Vorliegender Text:
:::

Volksstimme: Inwiefern kann die Landesregierung die Wirtschaft dann fördern?

Klemens Gutmann: Sie kann nicht allzu viel machen. Hauptsächlich für optimale Rahmenbedingungen kann sie sorgen. Für gute Schulen, Berufsorientierung und für hervorragende Hochschulen. Sie kann auch etwas über Wirtschaftsförderung bewirken, wobei diese bereits gut funktioniert.

Volksstimme: Die landeseigene IBG-Beteiligungsgesellschaft hat allerdings öffentliche Gelder nicht immer richtig investiert. Macht es für das Land überhaupt Sinn, als Risiko-Kapitalgeber Unternehmen zu fördern?

Klemens Gutmann: Das ist sicher ein schwieriges Geschäft, aber es ist notwendig. In Kalifornien haben Hightech-Unternehmen kein Problem, private Investoren zu finden, die Gelder trotz höherer Risiken locker machen, um eine neue Geschäftsidee voranzubringen. In Westdeutschland gibt es diese Geldgeber teilweise auch, aber im Osten, hier in Sachsen-Anhalt, fehlt das wohlhabende Bürgertum, fehlen Investoren-Netzwerke. Und insofern brauchen wir eine Institution, die Unternehmensgründer in der ersten Phase unterstützt. Insofern brauchen wir die IBG auch in Zukunft.

Volksstimme: Sie sprachen die Hochschulen bereits an - für die Spar-Debatte im Bereich Wissenschaft hat die Regierung viel Kritik einstecken müssen. Hat die Debatte dem Wirtschaftsstandort geschadet?

Klemens Gutmann: Die Art, wie die Spar-Debatte gelaufen ist, hat sicher geschadet. Im Kern war es aber richtig, an ineffizienten Hochschulstrukturen zu rütteln. Die Regierung sollte sich auch weiterhin trauen, stärker Prioritäten zu setzen. Von 100 Studienplätzen im Bereich der Sozialwissenschaften hat das Land sicher auch etwas - doch von 100 Plätzen im Bereich der Ingenieurswissenschaften hat es eben mehr. Weil Ingenieure im Zweifelsfall noch ein Unternehmen gründen. Und bestehende Unternehmen hochqualifizierte Fachkräfte suchen, um weiter zu wachsen.

:::

Erfasste Daten:

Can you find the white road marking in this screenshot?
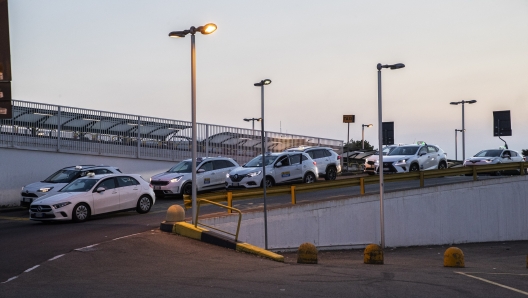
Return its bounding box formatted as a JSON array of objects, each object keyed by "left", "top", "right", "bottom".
[{"left": 455, "top": 271, "right": 528, "bottom": 296}]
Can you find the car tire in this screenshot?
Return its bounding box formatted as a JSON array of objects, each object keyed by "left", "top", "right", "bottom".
[
  {"left": 136, "top": 196, "right": 152, "bottom": 214},
  {"left": 72, "top": 203, "right": 90, "bottom": 222},
  {"left": 325, "top": 167, "right": 337, "bottom": 180},
  {"left": 303, "top": 173, "right": 316, "bottom": 183},
  {"left": 409, "top": 163, "right": 420, "bottom": 172}
]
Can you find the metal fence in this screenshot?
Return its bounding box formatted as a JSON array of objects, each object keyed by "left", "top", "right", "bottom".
[{"left": 0, "top": 100, "right": 343, "bottom": 163}]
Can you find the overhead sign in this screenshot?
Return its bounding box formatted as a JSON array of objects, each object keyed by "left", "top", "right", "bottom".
[{"left": 343, "top": 115, "right": 356, "bottom": 123}]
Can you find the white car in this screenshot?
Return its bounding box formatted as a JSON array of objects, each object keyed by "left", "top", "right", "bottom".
[
  {"left": 377, "top": 142, "right": 447, "bottom": 173},
  {"left": 225, "top": 152, "right": 318, "bottom": 188},
  {"left": 20, "top": 165, "right": 121, "bottom": 207},
  {"left": 150, "top": 157, "right": 240, "bottom": 197},
  {"left": 29, "top": 173, "right": 156, "bottom": 222},
  {"left": 464, "top": 148, "right": 524, "bottom": 175}
]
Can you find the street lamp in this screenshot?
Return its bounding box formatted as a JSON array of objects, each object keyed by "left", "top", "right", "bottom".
[
  {"left": 449, "top": 99, "right": 477, "bottom": 160},
  {"left": 244, "top": 118, "right": 260, "bottom": 136},
  {"left": 455, "top": 128, "right": 463, "bottom": 160},
  {"left": 361, "top": 124, "right": 374, "bottom": 150},
  {"left": 376, "top": 63, "right": 405, "bottom": 249},
  {"left": 169, "top": 23, "right": 216, "bottom": 224},
  {"left": 253, "top": 79, "right": 271, "bottom": 249}
]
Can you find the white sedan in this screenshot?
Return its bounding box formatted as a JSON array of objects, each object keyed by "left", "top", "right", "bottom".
[{"left": 29, "top": 173, "right": 156, "bottom": 222}]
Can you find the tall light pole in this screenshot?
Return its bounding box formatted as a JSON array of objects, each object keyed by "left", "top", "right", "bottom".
[
  {"left": 169, "top": 23, "right": 217, "bottom": 223},
  {"left": 253, "top": 79, "right": 271, "bottom": 249},
  {"left": 455, "top": 128, "right": 462, "bottom": 160},
  {"left": 449, "top": 99, "right": 477, "bottom": 160},
  {"left": 361, "top": 124, "right": 374, "bottom": 150},
  {"left": 244, "top": 118, "right": 260, "bottom": 136},
  {"left": 377, "top": 63, "right": 405, "bottom": 249}
]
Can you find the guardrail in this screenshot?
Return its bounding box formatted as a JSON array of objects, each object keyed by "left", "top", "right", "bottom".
[{"left": 183, "top": 162, "right": 528, "bottom": 210}]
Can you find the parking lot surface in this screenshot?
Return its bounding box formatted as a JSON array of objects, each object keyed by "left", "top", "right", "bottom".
[{"left": 0, "top": 229, "right": 528, "bottom": 297}]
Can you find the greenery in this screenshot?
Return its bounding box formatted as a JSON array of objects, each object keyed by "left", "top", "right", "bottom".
[{"left": 343, "top": 139, "right": 374, "bottom": 152}]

:::

Aufgaben zum Text:
[1] Was fehlt laut Klemens Gutmann im Interview zur Wirtschaftsförderung in Sachsen-Anhalt, anders als teilweise in Westdeutschland?
[2] Führen Sie das Interview mit Klemens Gutmann zur Wirtschaftsförderung in Sachsen-Anhalt im Anschluss an seine letzte Antwort fort.
Die Einträge sind hierfür ohne Belang.

Lösungen:
[1] In Sachsen-Anhalt fehlen das wohlhabende Bürgertum und Investoren-Netzwerke.

[2]
Volksstimme: Mit Blick auf den Fachkräftemangel fordert die Regierung von der Wirtschaft, mehr Leute aus dem Ausland zu werben und im Zweifelsfall auch die Löhne anzupassen. Wie sollte aus Ihrer Sicht dem Mangel begegnet werden?

Klemens Gutmann: Es gibt nicht das entscheidende Patentrezept - wir müssen alles machen. Wir brauchen Fachkräfte aus dem Ausland und wir müssen sehen, dass wir die jungen Leute, die bereits da sind, halten. Einigen Unternehmen gelingt das auch. Die Firmen, denen es nicht gelingt, junge Leute herzuholen, müssen im Zweifelsfall dort Standorte aufmachen, wo die Fachkräfte leben.

Volksstimme: Das wäre aber nicht gerade eine gute Nachricht für Sachsen-Anhalt, wenn Unternehmen woanders Standorte aufmachen.

Klemens Gutmann: Ach, das ist eigentlich keine schlechte Nachricht, das ist in der Wirtschaft ganz normal. Sollte ein Unternehmen woanders expandieren, blieben ja der Firmensitz und damit die Steuereinnahmen hier.

Und eines ist auch klar: Universalforderungen wie höhere Löhne nützen nichts. Jede Firma zahlt schon jetzt genau so viel, wie sie kann, es herrscht schließlich Wettbewerb. Das gilt für Baden-Württemberg wie für Sachsen-Anhalt. Werden bei einer Firma die Fachkräfte zu knapp, geht der Lohn automatisch nach oben - so lange, bis es nicht mehr geht. Kann die Firma dann keine höheren Löhne mehr bezahlen, wird sie schrumpfen. Insofern werden wir auch sehen, dass mit der Bevölkerungsentwicklung Firmen verschwinden. Das wird nicht immer gleich mit dramatischen Pleiten einhergehen, aber der Bevölkerungsrückgang wird sich bemerkbar machen.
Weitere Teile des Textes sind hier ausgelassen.